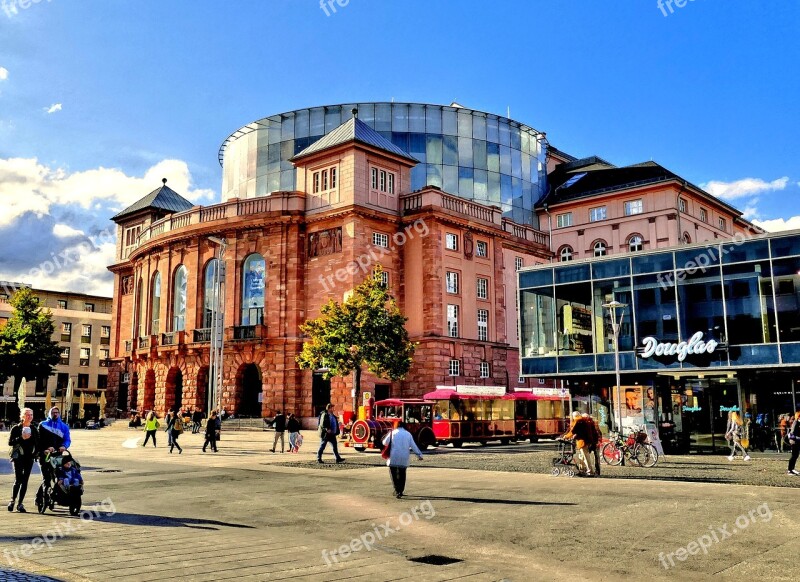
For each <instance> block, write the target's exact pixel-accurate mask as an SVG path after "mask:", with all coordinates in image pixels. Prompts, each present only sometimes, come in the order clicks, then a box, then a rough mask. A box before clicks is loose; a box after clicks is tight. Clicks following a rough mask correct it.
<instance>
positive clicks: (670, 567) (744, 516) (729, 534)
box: [658, 503, 772, 570]
mask: <svg viewBox="0 0 800 582" xmlns="http://www.w3.org/2000/svg"><path fill="white" fill-rule="evenodd" d="M771 519H772V511H770V509H769V506H768V505H767V504H766V503H762V504H761V505H759V506H758V507H756V508H755V509H751V510H750V511H748V512H747V513H746V514H745V513H743V514H742V515H740V516H739V517H737V518H736V520H735V521H734V522H733V527H729V526H728V524H727V523H726V524H724V525H722V526H721V527H715V526H713V525H710V526H708V533H704V534H703V535H701V536H698V538H697V539H696V540H694V541H691V542H689V543H688V544H686V545H685V546H684V547H681V548H678V549H677V550H675V551H674V552H670V553H668V554H665V553H664V552H661V553H660V554H659V555H658V561H659V562H661V565H662V566H663V567H664V569H665V570H669V569H670V568H672V567H673V566H675V560H678V561H679V562H685V561H686V560H687V559H689V556H696V555H697V554H699V553H700V552H702V553H703V555H707V554H708V550H709V549H711V548H712V547H713V546H714V544H719V543H721V542H723V541H725V540H727V539H728V538H731V537H733V536H735V535H736V534H738V533H739V532H741V531H744V530H746V529H747V528H748V526H749V525H750V524H751V523H756V521H757V520H760V521H761V523H766V522H768V521H770V520H771Z"/></svg>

-------

### WHAT YOU HAVE TO DO
The entries above are to be returned exactly, without their pictures.

### PROBLEM SOLUTION
For each <instance> block, write the target's exact pixel-accurate mask as an SVG path after "mask:", with all coordinates in image pixels. Prompts, each present only sometimes, come in the order clicks, then a box, then a rough mask. A box before clicks is loose; a box after clicks is tight. Clicks following a rough mask correct it.
<instance>
positive clicks: (670, 567) (744, 516) (729, 534)
box: [658, 503, 772, 570]
mask: <svg viewBox="0 0 800 582" xmlns="http://www.w3.org/2000/svg"><path fill="white" fill-rule="evenodd" d="M771 519H772V511H770V509H769V506H768V505H767V504H766V503H762V504H761V505H759V506H758V507H756V508H755V509H751V510H750V511H748V512H747V513H746V514H745V513H743V514H742V515H740V516H739V517H737V518H736V520H735V521H734V522H733V527H729V526H728V524H727V523H726V524H724V525H722V526H721V527H715V526H713V525H710V526H708V533H704V534H703V535H701V536H698V538H697V539H696V540H694V541H691V542H689V543H688V544H686V545H685V546H684V547H681V548H678V549H677V550H675V551H674V552H670V553H668V554H665V553H664V552H661V553H660V554H659V555H658V561H659V562H661V565H662V566H663V567H664V569H665V570H669V569H670V568H672V567H673V566H675V560H678V561H679V562H685V561H686V560H687V559H689V556H696V555H697V554H699V553H700V552H702V553H703V555H707V554H708V550H709V549H711V548H712V547H713V546H714V544H719V543H721V542H723V541H725V540H727V539H728V538H731V537H733V536H735V535H736V534H738V533H739V532H741V531H744V530H746V529H747V528H748V526H749V525H750V524H751V523H756V521H757V520H760V521H761V523H766V522H768V521H770V520H771Z"/></svg>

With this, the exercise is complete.